▸ EXERCISE
Retype every entry exactly, down to the last character.

[Dataset entries]
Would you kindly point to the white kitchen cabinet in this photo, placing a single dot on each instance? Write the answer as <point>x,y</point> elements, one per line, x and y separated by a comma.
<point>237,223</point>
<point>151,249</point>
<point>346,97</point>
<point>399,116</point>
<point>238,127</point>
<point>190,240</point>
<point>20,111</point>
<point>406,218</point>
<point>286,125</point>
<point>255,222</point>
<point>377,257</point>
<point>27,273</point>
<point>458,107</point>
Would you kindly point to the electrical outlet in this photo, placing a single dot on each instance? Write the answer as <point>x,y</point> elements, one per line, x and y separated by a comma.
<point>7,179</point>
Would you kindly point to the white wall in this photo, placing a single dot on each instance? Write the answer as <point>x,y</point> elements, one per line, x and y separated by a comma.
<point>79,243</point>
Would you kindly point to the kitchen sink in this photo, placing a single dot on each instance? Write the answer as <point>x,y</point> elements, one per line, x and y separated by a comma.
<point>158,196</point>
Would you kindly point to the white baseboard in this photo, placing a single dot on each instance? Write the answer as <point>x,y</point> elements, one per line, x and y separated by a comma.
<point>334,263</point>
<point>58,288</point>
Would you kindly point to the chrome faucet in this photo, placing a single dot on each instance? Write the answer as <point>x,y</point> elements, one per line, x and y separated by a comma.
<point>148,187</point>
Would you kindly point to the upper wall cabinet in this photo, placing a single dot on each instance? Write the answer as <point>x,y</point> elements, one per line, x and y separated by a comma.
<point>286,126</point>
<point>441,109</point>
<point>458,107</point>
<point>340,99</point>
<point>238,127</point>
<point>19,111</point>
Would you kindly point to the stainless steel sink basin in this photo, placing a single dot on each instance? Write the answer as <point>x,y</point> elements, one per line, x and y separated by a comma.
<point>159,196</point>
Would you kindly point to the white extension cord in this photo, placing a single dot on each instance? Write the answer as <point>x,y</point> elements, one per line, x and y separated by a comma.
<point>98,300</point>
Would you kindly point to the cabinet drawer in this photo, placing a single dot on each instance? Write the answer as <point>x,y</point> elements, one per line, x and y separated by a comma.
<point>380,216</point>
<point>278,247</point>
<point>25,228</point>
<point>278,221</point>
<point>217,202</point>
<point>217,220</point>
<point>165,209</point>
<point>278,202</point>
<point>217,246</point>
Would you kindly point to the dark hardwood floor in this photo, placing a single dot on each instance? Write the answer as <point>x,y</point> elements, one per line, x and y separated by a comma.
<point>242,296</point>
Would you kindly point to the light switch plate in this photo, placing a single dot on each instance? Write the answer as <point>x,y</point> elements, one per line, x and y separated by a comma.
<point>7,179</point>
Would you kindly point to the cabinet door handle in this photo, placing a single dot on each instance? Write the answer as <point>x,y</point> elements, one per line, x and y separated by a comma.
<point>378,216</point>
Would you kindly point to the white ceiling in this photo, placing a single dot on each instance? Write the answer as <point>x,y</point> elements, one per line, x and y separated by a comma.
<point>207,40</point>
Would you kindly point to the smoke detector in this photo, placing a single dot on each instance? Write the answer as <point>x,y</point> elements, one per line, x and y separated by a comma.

▸ WRITTEN ANSWER
Would you kindly point to the white kitchen cabinet in this photo, placing a single dot on each instance? Write the answer as <point>x,y</point> elements, one per line, x and y separated by a comma.
<point>237,223</point>
<point>151,249</point>
<point>346,97</point>
<point>399,116</point>
<point>238,127</point>
<point>190,240</point>
<point>20,111</point>
<point>406,218</point>
<point>286,125</point>
<point>255,222</point>
<point>377,257</point>
<point>27,273</point>
<point>458,107</point>
Would you kindly point to the electrical outlet in this photo, placing a single dot on each instance? Write the answer as <point>x,y</point> elements, one per line, x and y separated by a comma.
<point>7,179</point>
Would you kindly point to the white wall in this photo, placing a single dot on each instance? Write the answer as <point>x,y</point> elements, one per line, x and y separated by a comma.
<point>79,243</point>
Would you kindly point to the kitchen sink in this photo, placing a single dot on each instance? Write the answer as <point>x,y</point> elements, one per line, x and y separated by a comma.
<point>158,196</point>
Would you kindly point to the white baseboard in this photo, placing a single dot on each instance? Write the answer as <point>x,y</point> elements, one per line, x and y separated by a comma.
<point>334,263</point>
<point>58,288</point>
Would you kindly point to the chrome faucet in this photo, placing a single dot on each instance? Write the answer as <point>x,y</point> elements, one per line, x and y separated by a comma.
<point>148,187</point>
Would you kindly point to the upper wall cabinet in this photo, placing a single dot on each instance? Write the answer as <point>x,y</point> elements, one per line, x and y separated by a comma.
<point>286,126</point>
<point>441,109</point>
<point>458,107</point>
<point>340,99</point>
<point>238,127</point>
<point>19,111</point>
Would you kindly point to the stainless steel sink basin in this photo, placing a single dot on each instance? Write the answer as <point>x,y</point> elements, one per line, x and y separated by a comma.
<point>159,196</point>
Would you kindly point to the white extension cord in this photo, placing a single dot on each instance? Write the answer as <point>x,y</point> elements, one per line, x and y separated by a comma.
<point>98,300</point>
Would you kindly point to the cabinet drawer in this photo, placing a single dot on each instance? Write the answer as <point>x,y</point> elements, one per line, x and y separated by a comma.
<point>380,216</point>
<point>278,247</point>
<point>25,228</point>
<point>278,221</point>
<point>217,202</point>
<point>217,220</point>
<point>165,209</point>
<point>278,202</point>
<point>217,246</point>
Would you kindly point to the dark hardwood floor in this photo, placing a single dot on each instance? Write the answer as <point>x,y</point> elements, one per line, x and y separated by a comma.
<point>242,296</point>
Would you kindly point to the light switch plate in this photo, placing a single dot on each instance? Write the answer as <point>x,y</point> elements, one per line, x and y separated by a comma.
<point>7,179</point>
Would you kindly point to the cabinet door handle in this photo, placing a single dot on each instance? Write the answer as <point>x,y</point> elements, one per line, x and y separated by a comma.
<point>378,216</point>
Would you kindly point to the white ceiling in this photo, placing a single dot on each instance? Write the answer as <point>x,y</point> elements, one per line, x and y separated by a comma.
<point>207,40</point>
Would you kindly point to the smoke detector in this photo, placing a single dot on each instance? Write the answer as <point>x,y</point> elements, one per line, x and y separated by a comma.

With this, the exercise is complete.